Transcribe each record below word for word.
# START OF EXERCISE MATERIAL
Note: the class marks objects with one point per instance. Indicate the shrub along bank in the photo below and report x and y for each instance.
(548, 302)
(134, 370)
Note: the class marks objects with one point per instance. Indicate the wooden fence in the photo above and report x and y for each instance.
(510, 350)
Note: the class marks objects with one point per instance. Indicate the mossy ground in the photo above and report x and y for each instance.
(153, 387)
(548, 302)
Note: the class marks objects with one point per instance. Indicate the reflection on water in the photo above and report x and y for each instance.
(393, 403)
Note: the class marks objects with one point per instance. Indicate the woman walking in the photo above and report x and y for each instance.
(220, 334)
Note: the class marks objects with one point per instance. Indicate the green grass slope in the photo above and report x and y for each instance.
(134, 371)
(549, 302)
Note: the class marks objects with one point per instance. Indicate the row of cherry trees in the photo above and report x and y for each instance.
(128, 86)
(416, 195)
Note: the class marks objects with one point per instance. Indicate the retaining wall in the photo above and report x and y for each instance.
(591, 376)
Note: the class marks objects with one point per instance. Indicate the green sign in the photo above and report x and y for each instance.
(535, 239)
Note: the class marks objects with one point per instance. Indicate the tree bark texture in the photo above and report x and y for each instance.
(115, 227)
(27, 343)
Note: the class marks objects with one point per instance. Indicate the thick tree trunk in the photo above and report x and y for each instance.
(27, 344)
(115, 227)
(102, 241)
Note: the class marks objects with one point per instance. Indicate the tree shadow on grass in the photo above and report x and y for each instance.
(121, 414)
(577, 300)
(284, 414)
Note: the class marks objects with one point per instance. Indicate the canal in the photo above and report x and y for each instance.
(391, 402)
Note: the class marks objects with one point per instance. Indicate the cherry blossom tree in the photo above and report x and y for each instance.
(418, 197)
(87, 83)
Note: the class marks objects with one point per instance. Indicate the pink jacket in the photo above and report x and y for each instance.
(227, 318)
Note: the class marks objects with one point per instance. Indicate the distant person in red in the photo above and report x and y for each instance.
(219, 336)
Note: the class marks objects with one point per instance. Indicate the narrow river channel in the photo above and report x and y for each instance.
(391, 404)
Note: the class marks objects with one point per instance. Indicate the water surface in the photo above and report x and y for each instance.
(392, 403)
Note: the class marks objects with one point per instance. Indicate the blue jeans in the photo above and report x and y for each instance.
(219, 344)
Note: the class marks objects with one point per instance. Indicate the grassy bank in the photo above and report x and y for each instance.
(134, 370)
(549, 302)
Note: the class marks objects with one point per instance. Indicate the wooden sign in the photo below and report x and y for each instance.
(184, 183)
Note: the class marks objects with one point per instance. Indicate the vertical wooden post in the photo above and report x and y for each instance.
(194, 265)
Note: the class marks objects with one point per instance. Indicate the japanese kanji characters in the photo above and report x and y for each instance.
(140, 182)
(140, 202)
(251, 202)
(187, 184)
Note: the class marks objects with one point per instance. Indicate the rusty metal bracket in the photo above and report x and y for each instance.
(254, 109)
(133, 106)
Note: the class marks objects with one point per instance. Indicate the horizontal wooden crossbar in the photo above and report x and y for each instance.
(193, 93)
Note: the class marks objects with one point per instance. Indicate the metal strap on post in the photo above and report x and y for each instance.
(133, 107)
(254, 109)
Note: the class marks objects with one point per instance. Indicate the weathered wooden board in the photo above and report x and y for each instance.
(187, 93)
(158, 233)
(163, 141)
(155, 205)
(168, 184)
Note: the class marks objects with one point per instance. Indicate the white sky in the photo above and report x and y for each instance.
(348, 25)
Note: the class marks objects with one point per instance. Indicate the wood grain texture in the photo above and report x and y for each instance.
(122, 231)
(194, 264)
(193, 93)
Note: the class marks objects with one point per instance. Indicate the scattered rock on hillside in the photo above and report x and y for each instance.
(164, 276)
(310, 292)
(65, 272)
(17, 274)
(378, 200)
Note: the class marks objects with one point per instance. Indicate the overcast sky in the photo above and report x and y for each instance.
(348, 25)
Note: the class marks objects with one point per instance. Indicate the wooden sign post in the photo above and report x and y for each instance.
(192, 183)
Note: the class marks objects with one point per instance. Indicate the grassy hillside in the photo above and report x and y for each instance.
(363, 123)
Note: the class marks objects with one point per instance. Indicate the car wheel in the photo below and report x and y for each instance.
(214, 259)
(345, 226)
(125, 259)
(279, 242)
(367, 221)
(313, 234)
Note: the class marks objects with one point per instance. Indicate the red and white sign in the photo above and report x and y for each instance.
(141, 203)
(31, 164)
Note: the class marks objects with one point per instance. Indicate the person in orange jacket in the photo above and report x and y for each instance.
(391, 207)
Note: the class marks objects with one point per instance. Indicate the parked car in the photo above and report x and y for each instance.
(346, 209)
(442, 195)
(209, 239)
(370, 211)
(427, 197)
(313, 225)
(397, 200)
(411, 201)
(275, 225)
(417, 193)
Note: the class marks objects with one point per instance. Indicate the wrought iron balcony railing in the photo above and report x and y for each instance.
# END OF EXERCISE MATERIAL
### OUTPUT FOR THIS TASK
Note: the class marks objects with one point per instance. Indicate the shrub along bank in the photo below and report x and y for each instance.
(548, 302)
(134, 370)
Note: the class marks objects with one point per instance. Indicate the wooden fence in the photo above and report x and y for each instance.
(510, 350)
Note: the class marks objects with one point per instance. Indicate the mossy ground in the photo above and report x and y for each instance.
(153, 387)
(548, 302)
Note: the class marks objects with one point per instance. Indicate the reflection on water in the photo above and report x and y for each instance.
(393, 403)
Note: the class marks objects with one point per instance. Indicate the woman walking in the photo above and report x and y for each instance.
(220, 334)
Note: the class marks objects with one point per instance. Indicate the green grass slope in the photo above and report x and y for each instance.
(134, 371)
(549, 302)
Note: the class marks objects with one point per instance. Indicate the row of cherry trees in the photo above and report x and y for each instance.
(128, 86)
(416, 195)
Note: the class marks objects with one point per instance. Indicate the retaining wall in the photo above and report x and y for each instance.
(591, 376)
Note: the class marks objects with one point per instance. Indicate the green sign in the photo above and report x and y for each instance.
(535, 239)
Note: the class marks objects with one point per instance. Indicate the tree bark texture in the photo above and report x and y for each instance.
(115, 227)
(27, 343)
Note: the class marks objects with one point per instance. Indicate the thick tree trunk in the photo above and report x and y for each instance.
(27, 344)
(115, 227)
(102, 241)
Note: the class marks objects with one point per instance. Indicate the tree shadow on grass in the photo above and report x and y for each instance.
(121, 414)
(577, 300)
(284, 414)
Note: the class marks objects with one point per instance. Indicate the canal in the photo above and report x and y for each instance.
(391, 402)
Note: the class marks objects with one point per instance. Indicate the cherry blossom tree in the photo above and report x and y for each instance.
(418, 197)
(87, 83)
Note: the class marks objects with one point per instance. Indicate the pink jacket in the photo above and report x and y for each instance.
(227, 318)
Note: the class marks objects with one point per instance. Indicate the distant person in red in the photo above and report x and y for each instance.
(219, 336)
Note: the class marks objects with one point per instance. Indicate the narrow river channel in the photo above and report x and y for each instance.
(391, 404)
Note: the class marks objects with one point per instance. Indicate the water surface in the photo above and report x and y for each instance.
(392, 403)
Note: the class marks objects with one point per instance. Indicate the blue jeans in the photo above and report x and y for each instance.
(219, 344)
Note: the class marks objects with one point per instance. Indicate the grassy bank in the photo above and report x and y for each instance.
(134, 370)
(549, 302)
Note: the class marks objects with one point per instance. Indicate the wooden sign in the photo below and report x and y for each instance.
(184, 183)
Note: the class marks objects with one point per instance. Indicate the vertical wooden post in the photo above and report x and y for each instance.
(194, 265)
Note: the class marks objects with one point per instance. Indicate the japanese kanji characters in the photo above and report x and y for each instance.
(140, 182)
(140, 202)
(251, 202)
(187, 184)
Note: the class marks objects with one point per instance. Indicate the rusty metal bracket in the photo above and report x and y for each instance.
(254, 109)
(133, 106)
Note: the class marks objects with one point per instance. Indicate the horizontal wooden crossbar in the photo above and report x and y for each instance.
(193, 93)
Note: the class marks objects with one point per instance. Indicate the metal strap on post in the photo above and report x and y for each instance.
(133, 107)
(254, 109)
Note: the class marks objects with one point per instance. Indicate the weathered wooden board in the photo above and report x and y for each instance.
(187, 93)
(158, 233)
(163, 141)
(155, 205)
(168, 184)
Note: the class marks objects with one point per instance. Indicate the white sky in the photo above and report x and y for each instance.
(348, 25)
Note: the class marks objects with one point per instance. Indicate the wood grain texture in the photo above and report x and y for each instance.
(122, 231)
(194, 264)
(193, 93)
Note: the class marks objects with one point per instance. Indicate the scattered rock on hillside in the photo above and report x and y for each instance.
(164, 276)
(310, 292)
(65, 272)
(17, 274)
(378, 200)
Note: the class marks objects with one point per instance. Indicate the overcast sky in the photo above and report x and y for each instance.
(348, 25)
Note: the class marks objects with one point per instance. Indicate the wooden sign post in the photo above and report x and y for each instance.
(192, 183)
Note: the class marks objects with one point per instance. Indicate the grassy hillside in the photo above and report x and y for each instance.
(363, 123)
Note: the class marks objects with one point per instance. Indicate the car wheel in the photo below and report x and y for each instance.
(214, 259)
(345, 226)
(125, 259)
(279, 242)
(367, 221)
(313, 234)
Note: the class marks objects with one point per instance. Indicate the red and white sign in the photo above and report x and y for each instance.
(141, 203)
(31, 164)
Note: the class marks objects with one point per instance. Indicate the person in orange jacket in the photo above and report x and y for each instance.
(391, 207)
Note: the class marks objects with one point per instance. Indicate the parked car in the photo above and report x and y for each instance.
(346, 209)
(442, 195)
(209, 239)
(370, 211)
(427, 197)
(313, 225)
(397, 200)
(411, 201)
(275, 225)
(417, 193)
Note: the class marks objects with one point per instance. Indicate the wrought iron balcony railing in the photo above and report x and y for each instance.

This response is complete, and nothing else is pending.